=== Objective ===
Count how many lines in the material below contain the string "tail", treating uppercase and lowercase letters as different. Reply with only the number.

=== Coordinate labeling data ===
-*-*-
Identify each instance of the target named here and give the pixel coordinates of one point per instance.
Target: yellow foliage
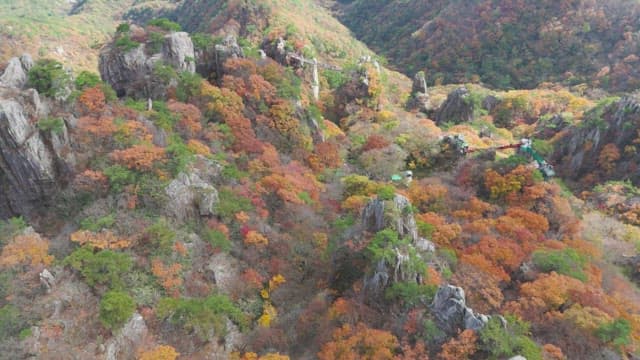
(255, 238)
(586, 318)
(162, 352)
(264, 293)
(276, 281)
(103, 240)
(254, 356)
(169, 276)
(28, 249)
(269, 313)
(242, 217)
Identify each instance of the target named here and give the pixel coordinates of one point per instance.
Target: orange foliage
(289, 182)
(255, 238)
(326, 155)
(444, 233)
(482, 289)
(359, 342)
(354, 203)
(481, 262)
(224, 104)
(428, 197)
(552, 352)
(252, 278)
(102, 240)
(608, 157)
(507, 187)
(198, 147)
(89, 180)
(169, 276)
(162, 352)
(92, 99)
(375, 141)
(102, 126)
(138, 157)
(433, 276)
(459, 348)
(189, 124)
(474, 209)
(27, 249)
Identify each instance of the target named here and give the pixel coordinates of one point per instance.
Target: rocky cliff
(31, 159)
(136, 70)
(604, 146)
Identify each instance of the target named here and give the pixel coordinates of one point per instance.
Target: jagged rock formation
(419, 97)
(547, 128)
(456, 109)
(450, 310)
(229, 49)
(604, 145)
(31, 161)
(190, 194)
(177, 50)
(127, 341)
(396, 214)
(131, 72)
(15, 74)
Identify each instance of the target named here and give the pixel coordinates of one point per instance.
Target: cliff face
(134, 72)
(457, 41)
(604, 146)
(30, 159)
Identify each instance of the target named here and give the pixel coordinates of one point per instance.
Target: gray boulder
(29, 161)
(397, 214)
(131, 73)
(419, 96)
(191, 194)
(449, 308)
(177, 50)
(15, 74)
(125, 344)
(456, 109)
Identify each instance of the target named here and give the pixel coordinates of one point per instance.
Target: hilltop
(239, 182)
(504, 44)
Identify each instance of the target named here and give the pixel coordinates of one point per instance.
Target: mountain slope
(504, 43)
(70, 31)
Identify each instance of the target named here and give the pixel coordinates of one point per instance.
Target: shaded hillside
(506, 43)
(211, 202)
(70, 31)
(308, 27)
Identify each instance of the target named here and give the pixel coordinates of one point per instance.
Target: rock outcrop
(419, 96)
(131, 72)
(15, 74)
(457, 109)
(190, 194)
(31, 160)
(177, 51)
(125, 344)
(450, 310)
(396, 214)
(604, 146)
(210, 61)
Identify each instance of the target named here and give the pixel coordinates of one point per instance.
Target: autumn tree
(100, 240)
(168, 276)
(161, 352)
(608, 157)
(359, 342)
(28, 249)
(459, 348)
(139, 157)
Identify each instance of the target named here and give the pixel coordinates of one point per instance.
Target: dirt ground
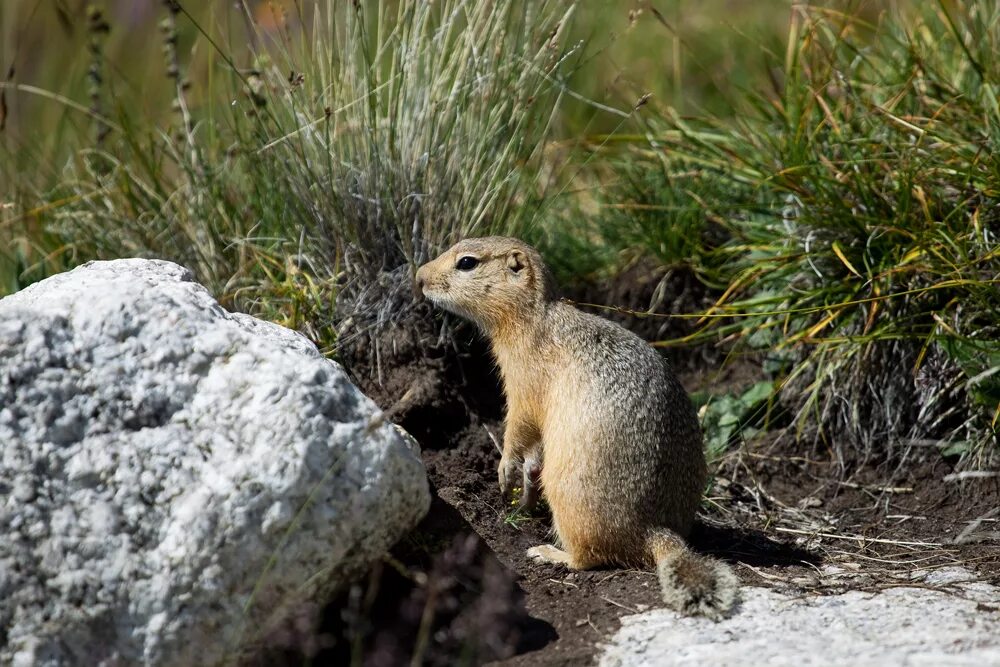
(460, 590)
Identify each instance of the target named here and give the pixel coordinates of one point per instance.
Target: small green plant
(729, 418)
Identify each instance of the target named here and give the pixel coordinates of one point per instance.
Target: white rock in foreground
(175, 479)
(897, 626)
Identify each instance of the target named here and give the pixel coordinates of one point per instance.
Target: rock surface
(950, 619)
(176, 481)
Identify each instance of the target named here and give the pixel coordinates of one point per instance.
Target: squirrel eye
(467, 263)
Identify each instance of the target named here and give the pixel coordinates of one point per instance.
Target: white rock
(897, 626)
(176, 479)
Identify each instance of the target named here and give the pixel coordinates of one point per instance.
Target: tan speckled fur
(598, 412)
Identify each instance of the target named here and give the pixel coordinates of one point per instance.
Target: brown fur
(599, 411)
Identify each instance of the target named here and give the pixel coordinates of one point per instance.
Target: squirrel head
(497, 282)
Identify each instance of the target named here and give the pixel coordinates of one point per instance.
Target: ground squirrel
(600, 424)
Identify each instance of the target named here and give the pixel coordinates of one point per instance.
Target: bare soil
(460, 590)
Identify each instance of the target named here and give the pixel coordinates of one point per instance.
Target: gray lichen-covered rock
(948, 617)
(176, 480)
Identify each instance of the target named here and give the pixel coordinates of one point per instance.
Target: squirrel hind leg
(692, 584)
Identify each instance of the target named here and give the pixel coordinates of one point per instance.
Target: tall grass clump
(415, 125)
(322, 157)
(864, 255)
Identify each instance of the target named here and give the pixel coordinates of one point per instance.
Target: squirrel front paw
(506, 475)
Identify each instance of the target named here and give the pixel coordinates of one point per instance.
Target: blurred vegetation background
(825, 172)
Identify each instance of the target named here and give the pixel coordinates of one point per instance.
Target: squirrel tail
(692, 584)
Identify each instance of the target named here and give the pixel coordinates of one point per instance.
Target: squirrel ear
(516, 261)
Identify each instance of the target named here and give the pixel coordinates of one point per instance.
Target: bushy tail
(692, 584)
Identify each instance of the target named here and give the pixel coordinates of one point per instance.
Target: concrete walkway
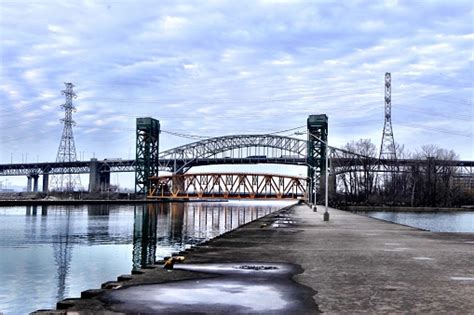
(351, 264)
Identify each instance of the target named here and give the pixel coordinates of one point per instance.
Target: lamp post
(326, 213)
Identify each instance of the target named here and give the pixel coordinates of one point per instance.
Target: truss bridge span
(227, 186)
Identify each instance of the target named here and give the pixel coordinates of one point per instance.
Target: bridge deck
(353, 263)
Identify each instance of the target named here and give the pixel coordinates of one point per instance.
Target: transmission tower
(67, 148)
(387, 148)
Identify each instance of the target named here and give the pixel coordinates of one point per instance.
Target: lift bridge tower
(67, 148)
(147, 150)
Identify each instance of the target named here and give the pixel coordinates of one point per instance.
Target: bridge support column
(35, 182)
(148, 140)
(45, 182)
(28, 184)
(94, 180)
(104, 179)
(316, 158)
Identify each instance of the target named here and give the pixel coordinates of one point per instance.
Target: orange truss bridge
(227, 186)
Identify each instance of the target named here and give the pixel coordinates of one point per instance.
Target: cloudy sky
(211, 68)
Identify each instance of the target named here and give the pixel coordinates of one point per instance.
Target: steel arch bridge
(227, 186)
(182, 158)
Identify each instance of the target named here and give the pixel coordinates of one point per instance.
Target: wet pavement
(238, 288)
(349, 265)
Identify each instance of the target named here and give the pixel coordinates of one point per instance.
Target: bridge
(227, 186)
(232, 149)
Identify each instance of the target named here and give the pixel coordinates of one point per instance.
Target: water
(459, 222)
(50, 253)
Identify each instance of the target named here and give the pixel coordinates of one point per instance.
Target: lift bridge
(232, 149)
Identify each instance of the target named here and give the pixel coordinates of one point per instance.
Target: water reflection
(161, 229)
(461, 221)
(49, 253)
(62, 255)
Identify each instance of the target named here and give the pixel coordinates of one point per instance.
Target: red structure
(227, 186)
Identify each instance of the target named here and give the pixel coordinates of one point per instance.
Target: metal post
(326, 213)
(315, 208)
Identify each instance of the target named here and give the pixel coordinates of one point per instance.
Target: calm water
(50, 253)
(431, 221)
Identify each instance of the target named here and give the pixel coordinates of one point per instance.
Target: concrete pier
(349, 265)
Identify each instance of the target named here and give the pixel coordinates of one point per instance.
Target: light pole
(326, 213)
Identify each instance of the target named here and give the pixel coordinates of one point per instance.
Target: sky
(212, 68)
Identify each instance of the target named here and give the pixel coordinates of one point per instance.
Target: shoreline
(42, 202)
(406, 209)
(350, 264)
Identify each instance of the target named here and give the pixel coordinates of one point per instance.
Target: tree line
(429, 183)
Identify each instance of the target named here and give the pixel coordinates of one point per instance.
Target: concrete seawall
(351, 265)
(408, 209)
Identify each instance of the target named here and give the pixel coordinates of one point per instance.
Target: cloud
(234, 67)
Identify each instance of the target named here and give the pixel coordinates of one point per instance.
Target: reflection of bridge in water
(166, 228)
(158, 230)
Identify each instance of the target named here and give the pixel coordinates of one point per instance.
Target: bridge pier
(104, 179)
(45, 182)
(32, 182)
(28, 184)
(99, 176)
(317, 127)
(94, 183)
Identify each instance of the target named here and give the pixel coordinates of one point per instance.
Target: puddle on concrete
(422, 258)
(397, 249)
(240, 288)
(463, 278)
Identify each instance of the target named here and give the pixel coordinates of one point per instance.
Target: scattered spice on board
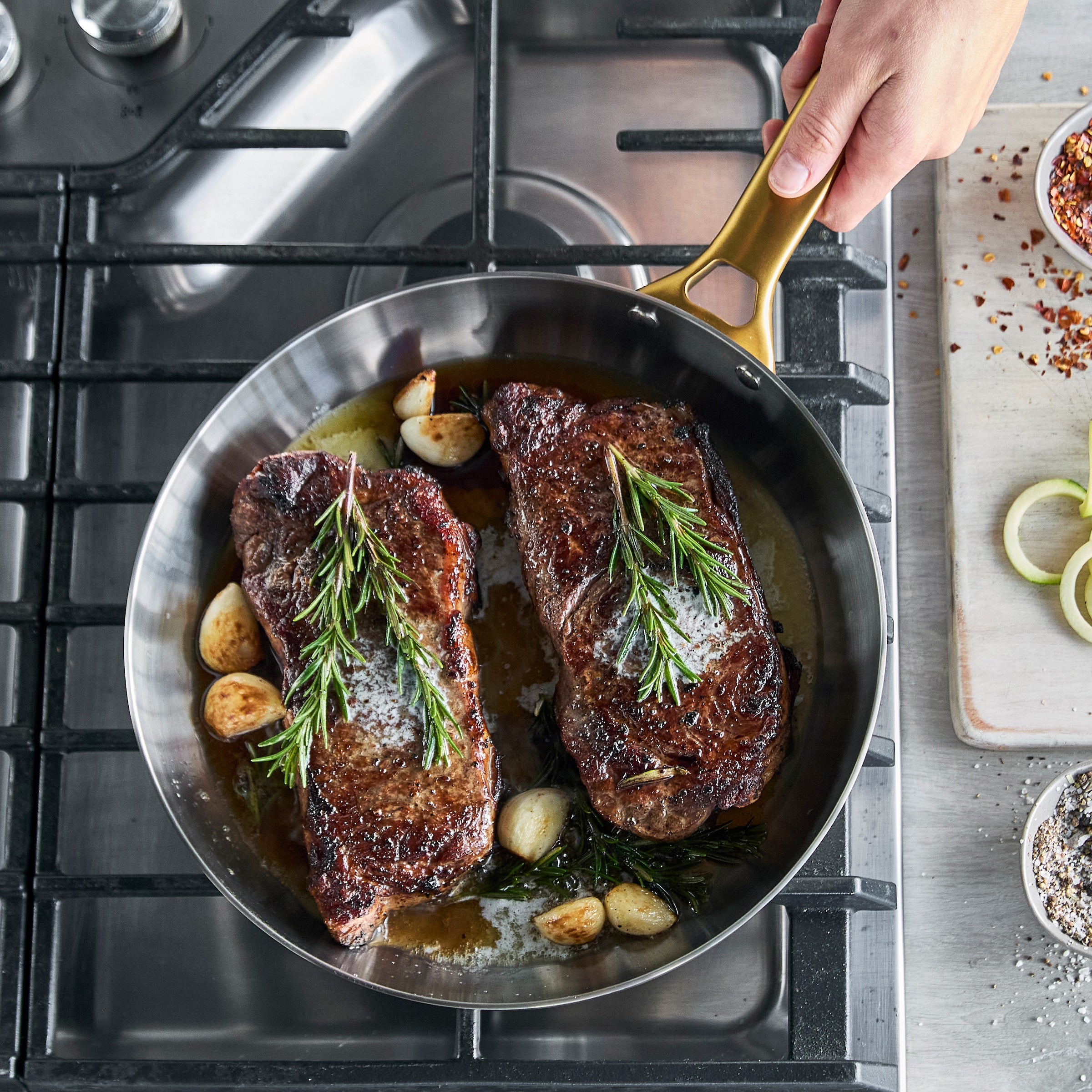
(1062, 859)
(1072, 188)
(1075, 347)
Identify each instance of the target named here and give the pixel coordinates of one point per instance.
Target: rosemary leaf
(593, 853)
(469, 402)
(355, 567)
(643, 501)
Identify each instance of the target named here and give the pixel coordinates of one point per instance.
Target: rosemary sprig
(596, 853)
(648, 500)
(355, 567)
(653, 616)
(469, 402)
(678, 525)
-*-*-
=== Output of the task ===
2